| Description of the task |
After finding the line with "point: distant forest" in the entries below, retype exactly each line from there through the line with "point: water |", including that final line.

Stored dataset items
------------------------------------------------

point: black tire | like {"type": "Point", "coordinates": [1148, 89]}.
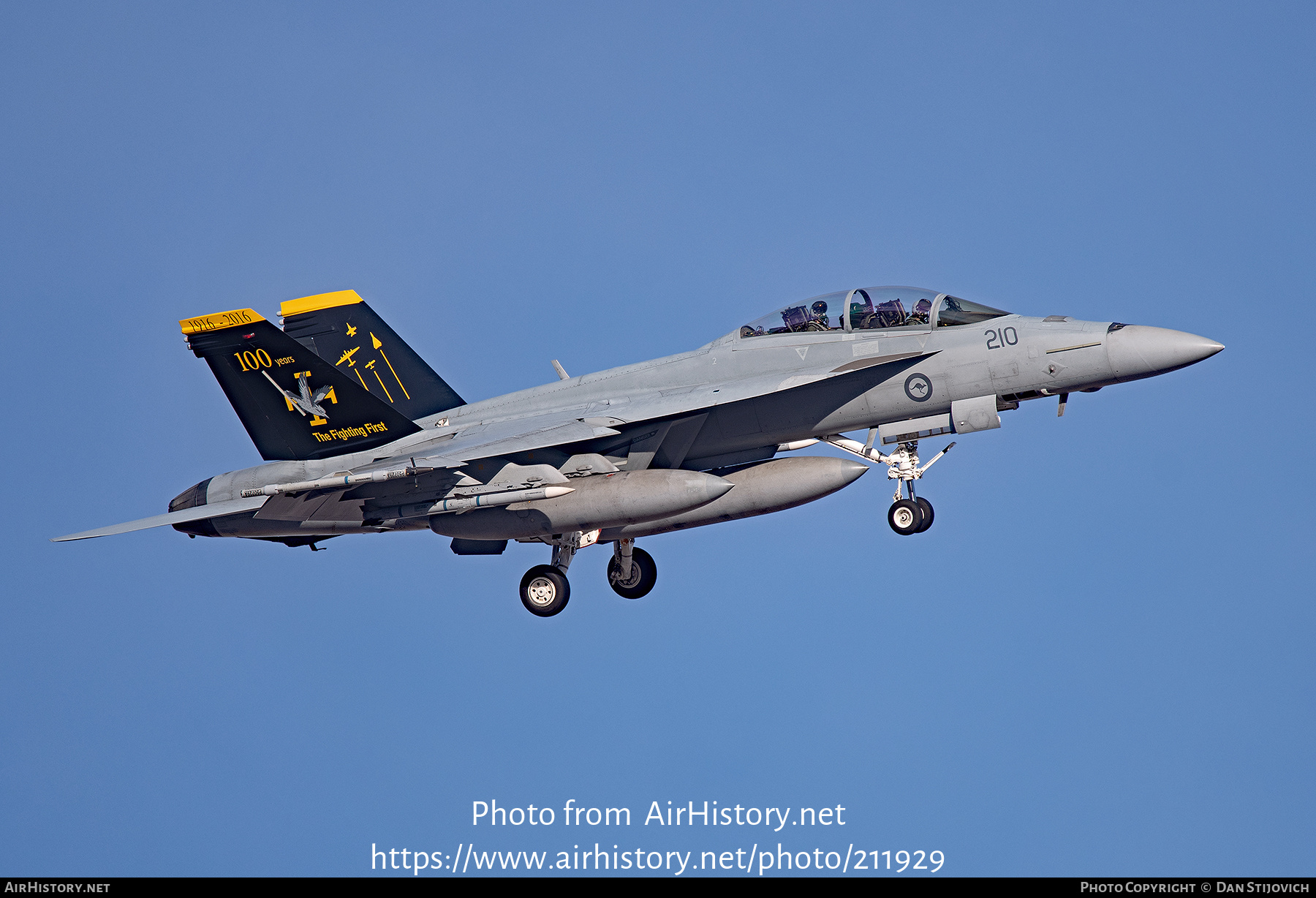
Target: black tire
{"type": "Point", "coordinates": [644, 574]}
{"type": "Point", "coordinates": [904, 516]}
{"type": "Point", "coordinates": [926, 508]}
{"type": "Point", "coordinates": [545, 590]}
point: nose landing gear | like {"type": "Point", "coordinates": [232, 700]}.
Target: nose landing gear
{"type": "Point", "coordinates": [907, 516]}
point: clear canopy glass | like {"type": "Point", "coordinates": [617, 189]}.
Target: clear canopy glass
{"type": "Point", "coordinates": [870, 309]}
{"type": "Point", "coordinates": [875, 309]}
{"type": "Point", "coordinates": [960, 311]}
{"type": "Point", "coordinates": [817, 314]}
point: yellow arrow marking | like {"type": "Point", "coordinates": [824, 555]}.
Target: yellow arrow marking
{"type": "Point", "coordinates": [378, 345]}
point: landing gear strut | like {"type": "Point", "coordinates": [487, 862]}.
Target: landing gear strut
{"type": "Point", "coordinates": [545, 589]}
{"type": "Point", "coordinates": [912, 515]}
{"type": "Point", "coordinates": [907, 516]}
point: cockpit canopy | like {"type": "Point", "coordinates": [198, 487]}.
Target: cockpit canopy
{"type": "Point", "coordinates": [871, 309]}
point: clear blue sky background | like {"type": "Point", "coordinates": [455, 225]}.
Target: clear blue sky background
{"type": "Point", "coordinates": [1098, 661]}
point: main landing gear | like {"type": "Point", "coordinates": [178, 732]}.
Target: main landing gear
{"type": "Point", "coordinates": [631, 572]}
{"type": "Point", "coordinates": [545, 589]}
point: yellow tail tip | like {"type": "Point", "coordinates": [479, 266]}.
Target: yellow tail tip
{"type": "Point", "coordinates": [317, 302]}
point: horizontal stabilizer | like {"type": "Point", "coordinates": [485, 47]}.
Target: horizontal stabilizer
{"type": "Point", "coordinates": [200, 513]}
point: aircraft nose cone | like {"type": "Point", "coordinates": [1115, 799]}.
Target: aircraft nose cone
{"type": "Point", "coordinates": [1140, 352]}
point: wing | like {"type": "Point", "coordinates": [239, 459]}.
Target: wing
{"type": "Point", "coordinates": [200, 513]}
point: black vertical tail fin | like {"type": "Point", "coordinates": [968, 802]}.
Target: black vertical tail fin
{"type": "Point", "coordinates": [349, 335]}
{"type": "Point", "coordinates": [292, 403]}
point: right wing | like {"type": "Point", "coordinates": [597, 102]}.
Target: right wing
{"type": "Point", "coordinates": [200, 513]}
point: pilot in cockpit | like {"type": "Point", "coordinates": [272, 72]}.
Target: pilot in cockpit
{"type": "Point", "coordinates": [819, 320]}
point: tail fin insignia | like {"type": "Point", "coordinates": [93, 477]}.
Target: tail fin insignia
{"type": "Point", "coordinates": [345, 332]}
{"type": "Point", "coordinates": [291, 402]}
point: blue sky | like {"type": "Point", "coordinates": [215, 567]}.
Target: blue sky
{"type": "Point", "coordinates": [1099, 659]}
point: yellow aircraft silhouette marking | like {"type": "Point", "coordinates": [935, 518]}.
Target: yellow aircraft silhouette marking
{"type": "Point", "coordinates": [378, 345]}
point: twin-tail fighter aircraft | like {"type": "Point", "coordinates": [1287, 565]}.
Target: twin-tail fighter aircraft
{"type": "Point", "coordinates": [362, 436]}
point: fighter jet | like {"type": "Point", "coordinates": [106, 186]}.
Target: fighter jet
{"type": "Point", "coordinates": [605, 459]}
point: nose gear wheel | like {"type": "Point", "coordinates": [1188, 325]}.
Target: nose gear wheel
{"type": "Point", "coordinates": [904, 516]}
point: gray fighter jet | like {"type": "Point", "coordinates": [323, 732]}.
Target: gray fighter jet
{"type": "Point", "coordinates": [362, 436]}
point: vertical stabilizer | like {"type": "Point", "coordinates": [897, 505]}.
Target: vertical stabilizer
{"type": "Point", "coordinates": [349, 335]}
{"type": "Point", "coordinates": [294, 404]}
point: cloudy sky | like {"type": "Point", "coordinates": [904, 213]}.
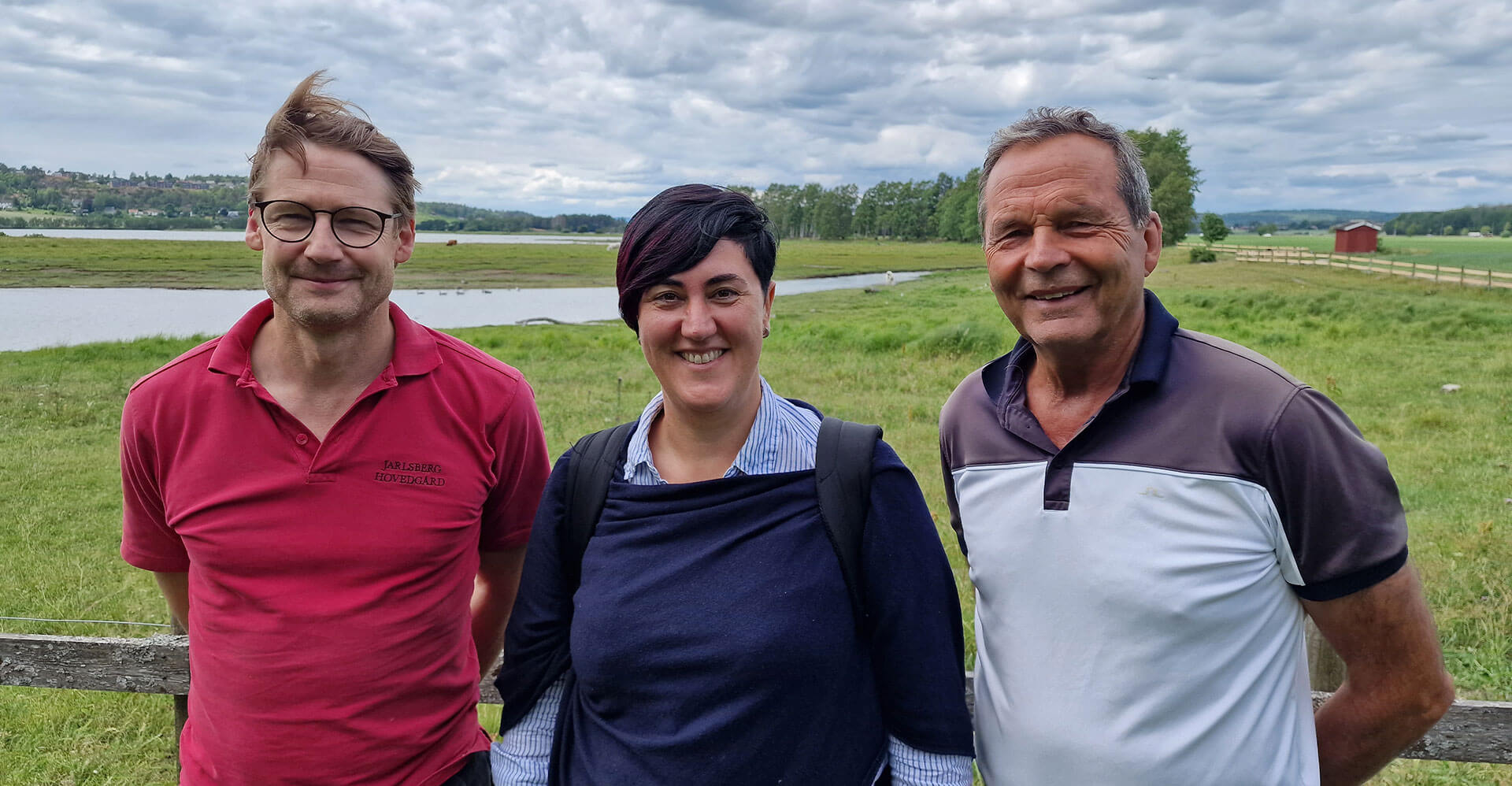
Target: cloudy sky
{"type": "Point", "coordinates": [596, 105]}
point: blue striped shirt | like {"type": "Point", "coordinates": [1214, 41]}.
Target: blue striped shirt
{"type": "Point", "coordinates": [784, 439]}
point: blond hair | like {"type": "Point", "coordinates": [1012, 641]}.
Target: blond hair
{"type": "Point", "coordinates": [310, 117]}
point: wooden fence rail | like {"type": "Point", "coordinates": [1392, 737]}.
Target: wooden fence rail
{"type": "Point", "coordinates": [1370, 265]}
{"type": "Point", "coordinates": [1470, 732]}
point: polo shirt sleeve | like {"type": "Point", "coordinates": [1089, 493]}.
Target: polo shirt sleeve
{"type": "Point", "coordinates": [147, 542]}
{"type": "Point", "coordinates": [521, 466]}
{"type": "Point", "coordinates": [914, 616]}
{"type": "Point", "coordinates": [1337, 501]}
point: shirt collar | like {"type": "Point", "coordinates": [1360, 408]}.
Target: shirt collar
{"type": "Point", "coordinates": [415, 350]}
{"type": "Point", "coordinates": [756, 455]}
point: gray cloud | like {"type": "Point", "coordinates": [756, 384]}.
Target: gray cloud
{"type": "Point", "coordinates": [587, 105]}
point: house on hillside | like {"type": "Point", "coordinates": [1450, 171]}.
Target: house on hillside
{"type": "Point", "coordinates": [1355, 236]}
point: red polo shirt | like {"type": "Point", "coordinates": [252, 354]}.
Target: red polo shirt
{"type": "Point", "coordinates": [330, 580]}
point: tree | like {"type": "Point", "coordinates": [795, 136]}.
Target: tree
{"type": "Point", "coordinates": [1172, 180]}
{"type": "Point", "coordinates": [1213, 228]}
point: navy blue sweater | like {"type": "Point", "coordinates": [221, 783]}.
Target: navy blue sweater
{"type": "Point", "coordinates": [713, 640]}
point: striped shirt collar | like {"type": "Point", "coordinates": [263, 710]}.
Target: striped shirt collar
{"type": "Point", "coordinates": [782, 439]}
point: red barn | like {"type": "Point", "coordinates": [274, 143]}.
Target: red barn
{"type": "Point", "coordinates": [1355, 238]}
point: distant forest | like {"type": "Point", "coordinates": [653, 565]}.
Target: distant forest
{"type": "Point", "coordinates": [1488, 220]}
{"type": "Point", "coordinates": [146, 202]}
{"type": "Point", "coordinates": [943, 207]}
{"type": "Point", "coordinates": [1301, 220]}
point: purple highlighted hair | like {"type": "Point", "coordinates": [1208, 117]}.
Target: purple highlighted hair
{"type": "Point", "coordinates": [678, 228]}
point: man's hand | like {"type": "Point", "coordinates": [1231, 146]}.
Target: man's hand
{"type": "Point", "coordinates": [176, 590]}
{"type": "Point", "coordinates": [1395, 687]}
{"type": "Point", "coordinates": [493, 596]}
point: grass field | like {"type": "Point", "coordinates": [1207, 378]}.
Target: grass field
{"type": "Point", "coordinates": [1474, 253]}
{"type": "Point", "coordinates": [1378, 347]}
{"type": "Point", "coordinates": [52, 261]}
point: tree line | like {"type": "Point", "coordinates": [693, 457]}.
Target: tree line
{"type": "Point", "coordinates": [1488, 220]}
{"type": "Point", "coordinates": [146, 202]}
{"type": "Point", "coordinates": [945, 207]}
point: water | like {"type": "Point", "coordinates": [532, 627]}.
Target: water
{"type": "Point", "coordinates": [57, 317]}
{"type": "Point", "coordinates": [239, 236]}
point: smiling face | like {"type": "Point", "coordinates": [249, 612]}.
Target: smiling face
{"type": "Point", "coordinates": [320, 284]}
{"type": "Point", "coordinates": [702, 332]}
{"type": "Point", "coordinates": [1063, 258]}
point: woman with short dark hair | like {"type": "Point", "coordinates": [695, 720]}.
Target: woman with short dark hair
{"type": "Point", "coordinates": [710, 629]}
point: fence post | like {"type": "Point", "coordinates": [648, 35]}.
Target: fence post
{"type": "Point", "coordinates": [1325, 667]}
{"type": "Point", "coordinates": [180, 702]}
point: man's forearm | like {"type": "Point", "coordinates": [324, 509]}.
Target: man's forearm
{"type": "Point", "coordinates": [493, 598]}
{"type": "Point", "coordinates": [1358, 735]}
{"type": "Point", "coordinates": [1395, 687]}
{"type": "Point", "coordinates": [176, 591]}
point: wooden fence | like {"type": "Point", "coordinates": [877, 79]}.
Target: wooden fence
{"type": "Point", "coordinates": [1470, 732]}
{"type": "Point", "coordinates": [1370, 265]}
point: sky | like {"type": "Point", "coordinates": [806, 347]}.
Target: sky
{"type": "Point", "coordinates": [593, 106]}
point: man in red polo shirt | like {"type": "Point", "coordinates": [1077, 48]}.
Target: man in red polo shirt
{"type": "Point", "coordinates": [333, 498]}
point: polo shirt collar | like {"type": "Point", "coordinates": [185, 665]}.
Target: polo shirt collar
{"type": "Point", "coordinates": [415, 350]}
{"type": "Point", "coordinates": [1006, 378]}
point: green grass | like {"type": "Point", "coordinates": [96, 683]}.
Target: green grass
{"type": "Point", "coordinates": [54, 261]}
{"type": "Point", "coordinates": [1454, 251]}
{"type": "Point", "coordinates": [1378, 347]}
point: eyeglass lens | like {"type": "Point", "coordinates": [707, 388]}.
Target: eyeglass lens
{"type": "Point", "coordinates": [353, 225]}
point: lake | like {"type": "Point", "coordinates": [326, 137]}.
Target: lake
{"type": "Point", "coordinates": [238, 236]}
{"type": "Point", "coordinates": [54, 317]}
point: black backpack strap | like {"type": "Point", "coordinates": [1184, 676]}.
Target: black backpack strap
{"type": "Point", "coordinates": [843, 473]}
{"type": "Point", "coordinates": [593, 463]}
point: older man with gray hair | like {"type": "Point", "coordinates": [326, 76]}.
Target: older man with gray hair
{"type": "Point", "coordinates": [1151, 513]}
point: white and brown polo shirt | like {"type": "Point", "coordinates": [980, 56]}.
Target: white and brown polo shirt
{"type": "Point", "coordinates": [1137, 616]}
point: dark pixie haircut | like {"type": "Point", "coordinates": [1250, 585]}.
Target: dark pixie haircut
{"type": "Point", "coordinates": [678, 228]}
{"type": "Point", "coordinates": [1048, 123]}
{"type": "Point", "coordinates": [313, 118]}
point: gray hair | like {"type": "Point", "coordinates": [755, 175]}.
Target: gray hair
{"type": "Point", "coordinates": [1048, 123]}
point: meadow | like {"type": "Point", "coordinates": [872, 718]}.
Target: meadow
{"type": "Point", "coordinates": [54, 261]}
{"type": "Point", "coordinates": [1452, 251]}
{"type": "Point", "coordinates": [1380, 348]}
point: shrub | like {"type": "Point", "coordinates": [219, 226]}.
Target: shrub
{"type": "Point", "coordinates": [1204, 254]}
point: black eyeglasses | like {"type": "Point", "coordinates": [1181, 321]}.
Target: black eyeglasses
{"type": "Point", "coordinates": [354, 227]}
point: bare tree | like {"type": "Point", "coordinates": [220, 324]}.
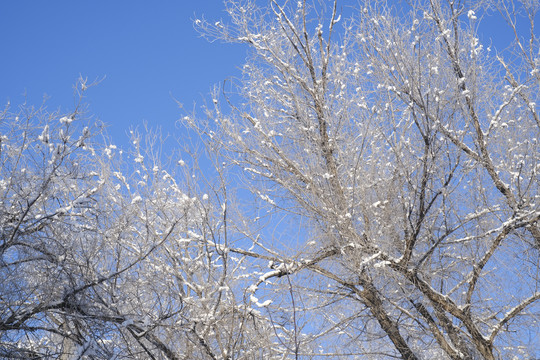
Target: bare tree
{"type": "Point", "coordinates": [408, 147]}
{"type": "Point", "coordinates": [104, 255]}
{"type": "Point", "coordinates": [372, 193]}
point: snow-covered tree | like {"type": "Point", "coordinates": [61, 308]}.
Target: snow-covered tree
{"type": "Point", "coordinates": [405, 145]}
{"type": "Point", "coordinates": [105, 255]}
{"type": "Point", "coordinates": [370, 190]}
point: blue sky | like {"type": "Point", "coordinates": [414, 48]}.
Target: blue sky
{"type": "Point", "coordinates": [147, 51]}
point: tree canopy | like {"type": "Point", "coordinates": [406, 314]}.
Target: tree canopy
{"type": "Point", "coordinates": [368, 189]}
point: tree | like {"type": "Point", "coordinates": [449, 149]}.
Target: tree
{"type": "Point", "coordinates": [104, 255]}
{"type": "Point", "coordinates": [372, 193]}
{"type": "Point", "coordinates": [411, 153]}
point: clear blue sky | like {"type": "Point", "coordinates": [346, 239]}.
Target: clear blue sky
{"type": "Point", "coordinates": [147, 51]}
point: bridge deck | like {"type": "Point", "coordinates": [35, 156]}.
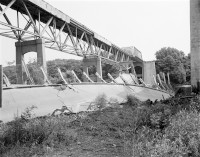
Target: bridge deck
{"type": "Point", "coordinates": [47, 11]}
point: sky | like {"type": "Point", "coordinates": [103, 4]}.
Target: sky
{"type": "Point", "coordinates": [149, 25]}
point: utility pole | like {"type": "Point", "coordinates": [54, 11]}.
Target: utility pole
{"type": "Point", "coordinates": [195, 43]}
{"type": "Point", "coordinates": [1, 79]}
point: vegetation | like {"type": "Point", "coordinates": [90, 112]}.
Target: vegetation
{"type": "Point", "coordinates": [175, 62]}
{"type": "Point", "coordinates": [162, 128]}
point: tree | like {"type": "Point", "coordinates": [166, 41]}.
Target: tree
{"type": "Point", "coordinates": [171, 60]}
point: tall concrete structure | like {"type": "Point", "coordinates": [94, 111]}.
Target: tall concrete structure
{"type": "Point", "coordinates": [25, 47]}
{"type": "Point", "coordinates": [195, 42]}
{"type": "Point", "coordinates": [149, 69]}
{"type": "Point", "coordinates": [94, 61]}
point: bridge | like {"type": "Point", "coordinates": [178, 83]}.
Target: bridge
{"type": "Point", "coordinates": [39, 25]}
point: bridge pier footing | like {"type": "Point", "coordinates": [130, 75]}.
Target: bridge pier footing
{"type": "Point", "coordinates": [29, 46]}
{"type": "Point", "coordinates": [94, 61]}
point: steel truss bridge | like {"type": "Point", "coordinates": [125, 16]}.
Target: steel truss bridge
{"type": "Point", "coordinates": [37, 19]}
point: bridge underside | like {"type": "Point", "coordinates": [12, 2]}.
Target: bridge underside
{"type": "Point", "coordinates": [37, 24]}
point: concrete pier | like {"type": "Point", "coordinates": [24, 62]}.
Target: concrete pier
{"type": "Point", "coordinates": [25, 47]}
{"type": "Point", "coordinates": [195, 43]}
{"type": "Point", "coordinates": [149, 69]}
{"type": "Point", "coordinates": [93, 61]}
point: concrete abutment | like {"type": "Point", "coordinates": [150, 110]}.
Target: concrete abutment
{"type": "Point", "coordinates": [24, 47]}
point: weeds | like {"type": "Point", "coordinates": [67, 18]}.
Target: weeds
{"type": "Point", "coordinates": [162, 128]}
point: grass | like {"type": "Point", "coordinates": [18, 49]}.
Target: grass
{"type": "Point", "coordinates": [141, 129]}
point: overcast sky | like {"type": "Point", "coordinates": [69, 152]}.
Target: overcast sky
{"type": "Point", "coordinates": [148, 25]}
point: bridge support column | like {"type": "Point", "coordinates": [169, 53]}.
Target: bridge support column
{"type": "Point", "coordinates": [29, 46]}
{"type": "Point", "coordinates": [195, 43]}
{"type": "Point", "coordinates": [95, 61]}
{"type": "Point", "coordinates": [149, 71]}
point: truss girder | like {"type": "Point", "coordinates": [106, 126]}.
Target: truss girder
{"type": "Point", "coordinates": [68, 36]}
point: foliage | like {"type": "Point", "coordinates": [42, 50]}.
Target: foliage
{"type": "Point", "coordinates": [173, 61]}
{"type": "Point", "coordinates": [162, 128]}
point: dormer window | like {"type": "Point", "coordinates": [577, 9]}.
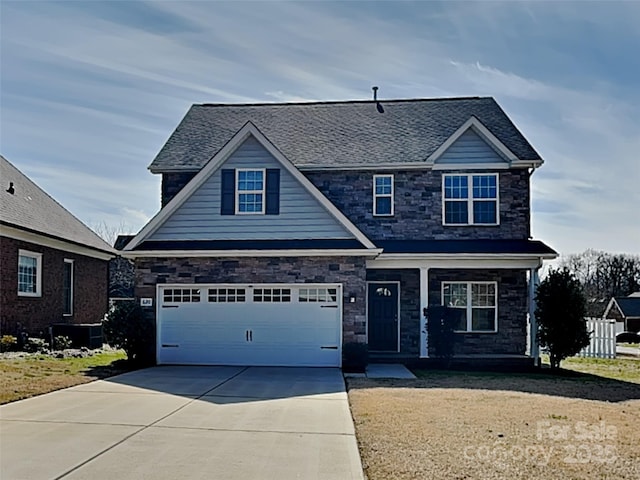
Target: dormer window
{"type": "Point", "coordinates": [383, 195]}
{"type": "Point", "coordinates": [470, 199]}
{"type": "Point", "coordinates": [250, 191]}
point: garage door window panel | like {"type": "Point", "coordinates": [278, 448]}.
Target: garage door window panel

------------------------------------------------

| Exercise result |
point: distant forest | like {"type": "Point", "coordinates": [653, 565]}.
Target: distant forest
{"type": "Point", "coordinates": [1488, 220]}
{"type": "Point", "coordinates": [146, 202]}
{"type": "Point", "coordinates": [943, 207]}
{"type": "Point", "coordinates": [1301, 220]}
point: purple highlighted hair | like {"type": "Point", "coordinates": [1208, 117]}.
Target: purple highlighted hair
{"type": "Point", "coordinates": [678, 228]}
point: man's hand | like {"type": "Point", "coordinates": [1231, 146]}.
Target: man's hand
{"type": "Point", "coordinates": [176, 590]}
{"type": "Point", "coordinates": [1395, 687]}
{"type": "Point", "coordinates": [493, 596]}
point: grass field | like {"type": "Point", "coordinates": [1207, 378]}.
Target: grass field
{"type": "Point", "coordinates": [1474, 253]}
{"type": "Point", "coordinates": [1378, 347]}
{"type": "Point", "coordinates": [52, 261]}
point: tree line | like {"type": "Point", "coordinates": [693, 457]}.
Target: tree line
{"type": "Point", "coordinates": [1488, 220]}
{"type": "Point", "coordinates": [146, 202]}
{"type": "Point", "coordinates": [945, 207]}
point: water | like {"type": "Point", "coordinates": [532, 627]}.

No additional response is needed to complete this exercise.